EXTRACTED RECORDS ::
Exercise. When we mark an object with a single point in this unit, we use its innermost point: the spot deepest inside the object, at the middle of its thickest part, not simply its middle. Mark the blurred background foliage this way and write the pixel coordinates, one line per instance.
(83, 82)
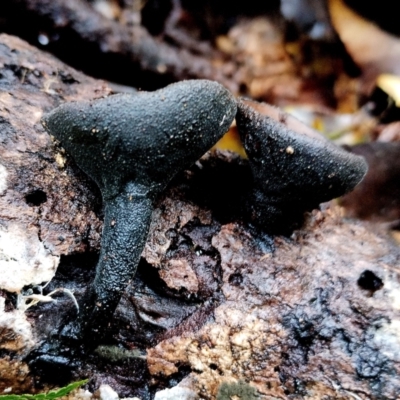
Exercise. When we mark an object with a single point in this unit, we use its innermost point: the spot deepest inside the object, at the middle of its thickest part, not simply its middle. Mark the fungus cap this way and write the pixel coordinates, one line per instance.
(293, 166)
(145, 137)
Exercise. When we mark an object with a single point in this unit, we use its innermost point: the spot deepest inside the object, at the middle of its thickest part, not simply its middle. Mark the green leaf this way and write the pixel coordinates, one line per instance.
(53, 394)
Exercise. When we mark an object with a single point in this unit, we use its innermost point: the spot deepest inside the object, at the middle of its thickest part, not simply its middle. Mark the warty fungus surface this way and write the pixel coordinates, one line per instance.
(132, 146)
(294, 167)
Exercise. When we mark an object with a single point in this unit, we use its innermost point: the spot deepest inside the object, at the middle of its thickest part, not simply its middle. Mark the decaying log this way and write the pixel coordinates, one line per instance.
(210, 310)
(79, 27)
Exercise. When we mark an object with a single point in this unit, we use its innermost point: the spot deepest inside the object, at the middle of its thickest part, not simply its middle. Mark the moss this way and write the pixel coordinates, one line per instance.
(240, 389)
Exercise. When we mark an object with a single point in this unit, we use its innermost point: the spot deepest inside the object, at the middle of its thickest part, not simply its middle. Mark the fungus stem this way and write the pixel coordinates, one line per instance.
(126, 225)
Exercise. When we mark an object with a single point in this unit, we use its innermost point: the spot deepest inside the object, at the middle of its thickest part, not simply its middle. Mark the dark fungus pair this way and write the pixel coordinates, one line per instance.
(132, 146)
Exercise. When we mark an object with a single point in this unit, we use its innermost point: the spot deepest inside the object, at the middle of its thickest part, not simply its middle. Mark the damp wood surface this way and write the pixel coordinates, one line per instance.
(318, 317)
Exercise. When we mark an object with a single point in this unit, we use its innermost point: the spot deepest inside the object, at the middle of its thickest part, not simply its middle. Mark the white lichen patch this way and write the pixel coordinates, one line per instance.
(3, 179)
(23, 259)
(387, 338)
(16, 332)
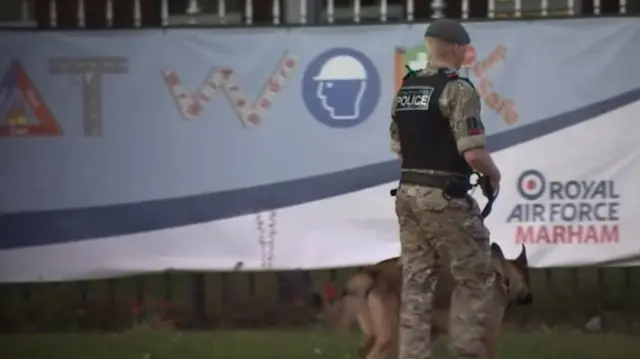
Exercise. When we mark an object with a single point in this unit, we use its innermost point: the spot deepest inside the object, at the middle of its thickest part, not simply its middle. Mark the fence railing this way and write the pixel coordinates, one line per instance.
(562, 297)
(166, 13)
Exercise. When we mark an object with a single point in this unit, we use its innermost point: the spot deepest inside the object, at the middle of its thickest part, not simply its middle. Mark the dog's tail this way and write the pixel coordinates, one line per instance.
(353, 300)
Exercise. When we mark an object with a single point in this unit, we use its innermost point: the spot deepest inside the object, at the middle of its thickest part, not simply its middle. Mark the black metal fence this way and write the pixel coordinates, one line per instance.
(564, 297)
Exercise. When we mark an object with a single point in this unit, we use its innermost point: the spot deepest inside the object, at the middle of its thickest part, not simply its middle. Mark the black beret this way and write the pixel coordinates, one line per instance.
(449, 31)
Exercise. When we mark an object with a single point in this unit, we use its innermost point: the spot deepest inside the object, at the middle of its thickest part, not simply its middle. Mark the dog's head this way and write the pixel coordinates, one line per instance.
(513, 275)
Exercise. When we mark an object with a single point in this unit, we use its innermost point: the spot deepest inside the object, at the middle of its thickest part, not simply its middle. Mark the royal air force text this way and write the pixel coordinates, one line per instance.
(571, 212)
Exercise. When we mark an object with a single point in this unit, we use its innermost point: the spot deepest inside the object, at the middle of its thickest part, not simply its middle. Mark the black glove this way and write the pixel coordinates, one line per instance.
(489, 192)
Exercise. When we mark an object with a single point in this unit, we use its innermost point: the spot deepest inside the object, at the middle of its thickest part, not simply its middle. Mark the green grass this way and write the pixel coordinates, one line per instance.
(144, 344)
(562, 296)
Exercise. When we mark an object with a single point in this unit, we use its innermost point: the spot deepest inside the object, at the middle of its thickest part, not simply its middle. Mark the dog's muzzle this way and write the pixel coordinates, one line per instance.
(527, 299)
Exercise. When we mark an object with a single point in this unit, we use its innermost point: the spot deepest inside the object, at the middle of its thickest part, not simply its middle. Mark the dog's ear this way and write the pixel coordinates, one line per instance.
(522, 261)
(496, 251)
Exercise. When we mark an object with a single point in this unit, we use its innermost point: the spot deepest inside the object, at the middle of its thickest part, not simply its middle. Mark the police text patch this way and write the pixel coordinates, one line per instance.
(413, 98)
(474, 126)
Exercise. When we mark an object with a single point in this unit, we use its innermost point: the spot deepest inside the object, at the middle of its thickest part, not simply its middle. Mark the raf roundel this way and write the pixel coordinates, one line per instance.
(531, 184)
(341, 87)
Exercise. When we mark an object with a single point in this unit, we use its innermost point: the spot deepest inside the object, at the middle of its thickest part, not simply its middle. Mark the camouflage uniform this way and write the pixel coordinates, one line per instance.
(436, 231)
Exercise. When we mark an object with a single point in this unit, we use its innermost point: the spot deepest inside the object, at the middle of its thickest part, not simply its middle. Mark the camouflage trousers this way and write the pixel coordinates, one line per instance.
(434, 232)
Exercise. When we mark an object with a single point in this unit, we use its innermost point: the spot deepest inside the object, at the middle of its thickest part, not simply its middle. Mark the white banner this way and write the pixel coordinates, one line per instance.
(569, 196)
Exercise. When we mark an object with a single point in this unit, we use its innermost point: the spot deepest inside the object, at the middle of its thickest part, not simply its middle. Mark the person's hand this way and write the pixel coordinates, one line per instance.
(495, 184)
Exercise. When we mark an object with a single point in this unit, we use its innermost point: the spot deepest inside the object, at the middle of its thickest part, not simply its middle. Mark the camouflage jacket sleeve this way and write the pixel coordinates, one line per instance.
(393, 131)
(461, 104)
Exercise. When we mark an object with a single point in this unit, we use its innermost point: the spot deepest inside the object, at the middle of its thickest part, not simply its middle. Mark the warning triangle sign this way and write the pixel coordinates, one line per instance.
(23, 112)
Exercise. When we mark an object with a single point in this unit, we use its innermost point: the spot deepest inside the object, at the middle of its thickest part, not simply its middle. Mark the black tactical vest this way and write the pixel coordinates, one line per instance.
(426, 137)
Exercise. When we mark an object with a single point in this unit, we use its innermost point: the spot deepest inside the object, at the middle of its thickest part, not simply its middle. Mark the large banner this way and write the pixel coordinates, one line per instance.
(127, 152)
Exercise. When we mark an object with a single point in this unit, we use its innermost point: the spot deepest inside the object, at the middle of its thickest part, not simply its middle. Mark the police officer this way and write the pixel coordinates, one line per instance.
(437, 132)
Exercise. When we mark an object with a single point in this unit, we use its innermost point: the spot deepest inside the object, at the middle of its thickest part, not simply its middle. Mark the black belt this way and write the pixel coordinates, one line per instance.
(453, 186)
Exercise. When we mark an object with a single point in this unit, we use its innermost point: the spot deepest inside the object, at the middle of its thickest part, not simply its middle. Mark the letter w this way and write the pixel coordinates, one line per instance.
(191, 105)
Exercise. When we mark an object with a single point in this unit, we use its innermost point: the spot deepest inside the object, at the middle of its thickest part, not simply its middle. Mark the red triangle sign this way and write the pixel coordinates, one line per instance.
(16, 121)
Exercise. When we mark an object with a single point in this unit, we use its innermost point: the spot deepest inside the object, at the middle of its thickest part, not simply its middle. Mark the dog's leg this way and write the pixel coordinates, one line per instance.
(363, 317)
(382, 324)
(492, 338)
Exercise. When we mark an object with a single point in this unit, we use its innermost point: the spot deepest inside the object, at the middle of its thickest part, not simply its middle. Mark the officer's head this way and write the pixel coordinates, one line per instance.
(446, 41)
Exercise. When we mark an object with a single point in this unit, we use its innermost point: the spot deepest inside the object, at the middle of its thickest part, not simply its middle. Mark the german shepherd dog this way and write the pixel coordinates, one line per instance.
(372, 298)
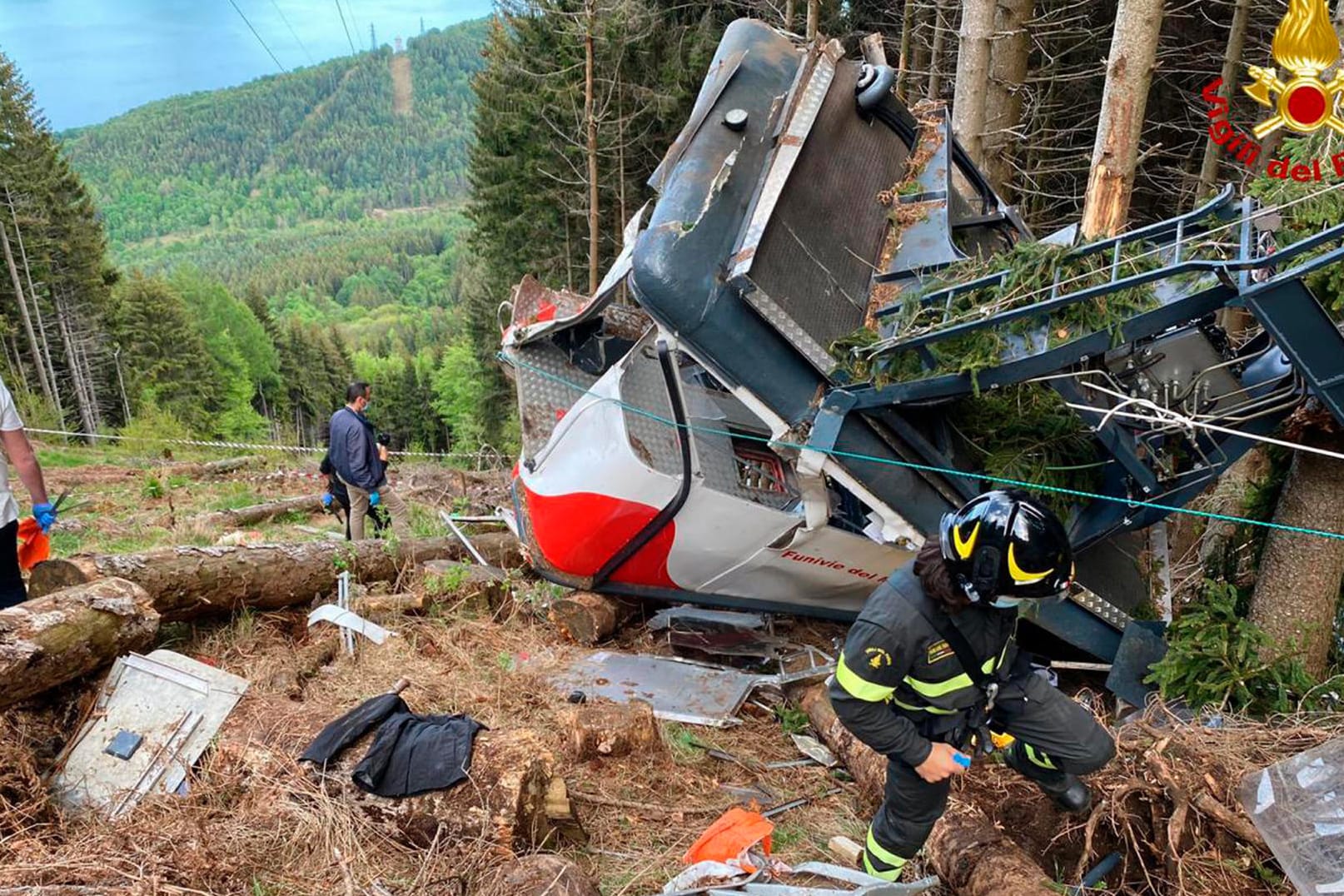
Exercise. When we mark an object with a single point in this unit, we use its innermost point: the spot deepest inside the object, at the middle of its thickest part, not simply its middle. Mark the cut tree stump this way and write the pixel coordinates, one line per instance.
(538, 874)
(508, 799)
(969, 854)
(58, 639)
(256, 514)
(186, 582)
(588, 618)
(602, 729)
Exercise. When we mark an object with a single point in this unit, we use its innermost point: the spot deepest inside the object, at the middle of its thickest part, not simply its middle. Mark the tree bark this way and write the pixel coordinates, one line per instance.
(538, 874)
(972, 85)
(908, 26)
(37, 306)
(1129, 72)
(608, 729)
(212, 468)
(1008, 67)
(1232, 67)
(939, 37)
(968, 852)
(590, 124)
(186, 582)
(61, 637)
(586, 618)
(256, 514)
(503, 804)
(1298, 580)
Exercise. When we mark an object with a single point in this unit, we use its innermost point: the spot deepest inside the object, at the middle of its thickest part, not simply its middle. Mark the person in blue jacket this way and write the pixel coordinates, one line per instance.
(361, 465)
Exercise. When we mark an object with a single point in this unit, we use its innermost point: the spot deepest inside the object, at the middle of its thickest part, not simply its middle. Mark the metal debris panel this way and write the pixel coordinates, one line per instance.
(168, 707)
(683, 690)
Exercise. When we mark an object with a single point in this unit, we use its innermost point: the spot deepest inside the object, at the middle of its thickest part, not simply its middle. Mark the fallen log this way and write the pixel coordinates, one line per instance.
(602, 729)
(586, 618)
(538, 874)
(510, 799)
(191, 582)
(256, 514)
(969, 854)
(212, 468)
(58, 639)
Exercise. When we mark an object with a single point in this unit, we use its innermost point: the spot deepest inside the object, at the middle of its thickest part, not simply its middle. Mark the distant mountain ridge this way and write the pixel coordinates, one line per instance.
(327, 142)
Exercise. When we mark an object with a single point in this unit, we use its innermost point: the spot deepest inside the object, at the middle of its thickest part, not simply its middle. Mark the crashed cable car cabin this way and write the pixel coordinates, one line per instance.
(709, 446)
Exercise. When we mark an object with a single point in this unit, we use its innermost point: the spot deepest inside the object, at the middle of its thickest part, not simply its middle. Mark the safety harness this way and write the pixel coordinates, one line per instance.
(973, 732)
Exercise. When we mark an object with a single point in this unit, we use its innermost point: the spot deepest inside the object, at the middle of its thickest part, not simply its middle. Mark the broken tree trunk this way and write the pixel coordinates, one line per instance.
(586, 617)
(1298, 580)
(969, 854)
(186, 582)
(1129, 72)
(54, 640)
(604, 729)
(214, 468)
(538, 874)
(505, 802)
(256, 514)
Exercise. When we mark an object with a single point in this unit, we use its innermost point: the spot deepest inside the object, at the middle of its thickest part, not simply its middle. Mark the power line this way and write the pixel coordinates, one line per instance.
(258, 37)
(343, 26)
(311, 61)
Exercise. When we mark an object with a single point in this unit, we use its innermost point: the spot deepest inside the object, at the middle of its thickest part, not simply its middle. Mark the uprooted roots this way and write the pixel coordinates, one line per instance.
(1168, 804)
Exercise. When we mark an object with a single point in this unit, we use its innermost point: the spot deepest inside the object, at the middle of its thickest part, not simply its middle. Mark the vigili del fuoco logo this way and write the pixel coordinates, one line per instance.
(1302, 101)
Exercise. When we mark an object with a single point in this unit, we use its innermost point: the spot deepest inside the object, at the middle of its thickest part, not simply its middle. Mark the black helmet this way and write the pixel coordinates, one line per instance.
(1007, 545)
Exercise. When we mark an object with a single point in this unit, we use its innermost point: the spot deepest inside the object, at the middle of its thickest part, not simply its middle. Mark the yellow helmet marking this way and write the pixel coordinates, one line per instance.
(964, 548)
(1023, 576)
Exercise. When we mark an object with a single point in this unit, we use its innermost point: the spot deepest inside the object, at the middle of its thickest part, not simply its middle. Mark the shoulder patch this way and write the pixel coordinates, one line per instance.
(939, 650)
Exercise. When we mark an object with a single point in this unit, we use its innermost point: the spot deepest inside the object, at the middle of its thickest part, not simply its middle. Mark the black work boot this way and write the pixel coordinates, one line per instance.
(1066, 790)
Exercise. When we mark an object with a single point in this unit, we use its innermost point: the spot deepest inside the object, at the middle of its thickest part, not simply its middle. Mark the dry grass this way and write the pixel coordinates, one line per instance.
(254, 823)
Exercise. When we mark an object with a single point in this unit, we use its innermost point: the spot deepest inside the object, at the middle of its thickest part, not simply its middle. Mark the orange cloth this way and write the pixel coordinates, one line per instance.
(35, 545)
(726, 839)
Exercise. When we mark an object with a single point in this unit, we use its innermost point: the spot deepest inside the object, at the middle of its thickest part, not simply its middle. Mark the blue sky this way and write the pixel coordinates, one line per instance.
(92, 59)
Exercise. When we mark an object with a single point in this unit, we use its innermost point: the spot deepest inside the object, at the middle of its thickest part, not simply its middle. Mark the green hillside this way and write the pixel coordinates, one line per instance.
(332, 142)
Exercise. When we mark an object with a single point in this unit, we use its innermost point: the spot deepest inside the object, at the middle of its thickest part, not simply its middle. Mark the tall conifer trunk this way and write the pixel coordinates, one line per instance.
(590, 122)
(972, 87)
(23, 313)
(1129, 72)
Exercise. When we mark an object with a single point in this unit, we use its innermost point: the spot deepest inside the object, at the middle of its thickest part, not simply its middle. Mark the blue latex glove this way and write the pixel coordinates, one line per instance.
(45, 515)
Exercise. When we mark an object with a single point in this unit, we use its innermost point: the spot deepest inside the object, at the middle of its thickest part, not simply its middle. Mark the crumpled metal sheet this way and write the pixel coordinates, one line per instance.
(175, 704)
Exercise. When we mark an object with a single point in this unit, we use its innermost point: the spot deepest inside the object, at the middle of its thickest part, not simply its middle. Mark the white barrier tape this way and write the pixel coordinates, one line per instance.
(495, 457)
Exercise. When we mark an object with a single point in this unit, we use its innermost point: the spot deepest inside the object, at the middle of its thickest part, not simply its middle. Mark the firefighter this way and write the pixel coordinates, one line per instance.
(902, 683)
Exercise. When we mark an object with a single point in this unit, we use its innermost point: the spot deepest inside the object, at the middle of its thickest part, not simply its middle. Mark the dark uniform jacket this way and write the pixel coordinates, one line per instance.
(898, 684)
(354, 450)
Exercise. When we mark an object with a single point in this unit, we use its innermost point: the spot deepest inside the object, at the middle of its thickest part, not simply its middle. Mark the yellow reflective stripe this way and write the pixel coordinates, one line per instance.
(956, 683)
(890, 874)
(933, 709)
(858, 687)
(1038, 758)
(1023, 576)
(884, 856)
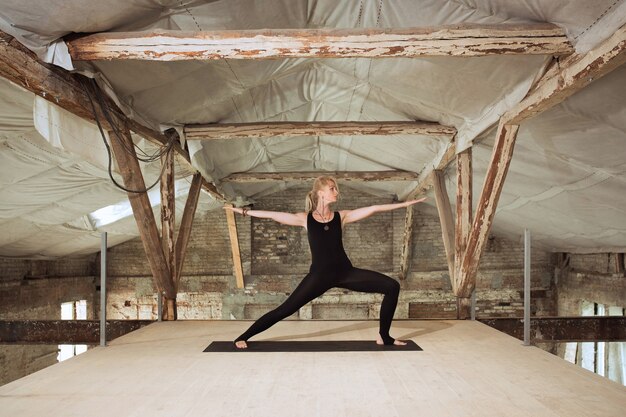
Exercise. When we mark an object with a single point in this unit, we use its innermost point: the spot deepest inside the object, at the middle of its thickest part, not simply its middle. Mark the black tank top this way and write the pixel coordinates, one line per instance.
(325, 241)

TASK TO CARRY OUT :: Quote exactly, and only, the lines from the line containing "the dark uniform" through the final line of the records above, both included, omitting any pictures.

RESULT OF THIS TASK ::
Exercise. When we mark an object with a single point in this unit, we use its innermost point: the spot deepest inside the object, at the middle of its thickest part, not simply its middle. Mark the dark uniform jacket this way and write the pixel coordinates, one line per instance.
(898, 684)
(354, 450)
Exercise. When we mark an object with a single point in this unit, we use its innermost point: the spot deepest inside the object, at the middle of its thickest part, not simply its middle. Mark the yellow reflective stripe this way and write the pixel coordinates, one line per instance.
(956, 683)
(890, 874)
(933, 709)
(858, 687)
(1038, 758)
(1023, 576)
(884, 856)
Exercise. When we mark an object with a single point in this unit, we use its innermost point: the spot deepest inside the object, at the middle of its thickest part, not simply its middle. Mark the black tank top this way and write the pixel coordinates, one line per instance.
(325, 241)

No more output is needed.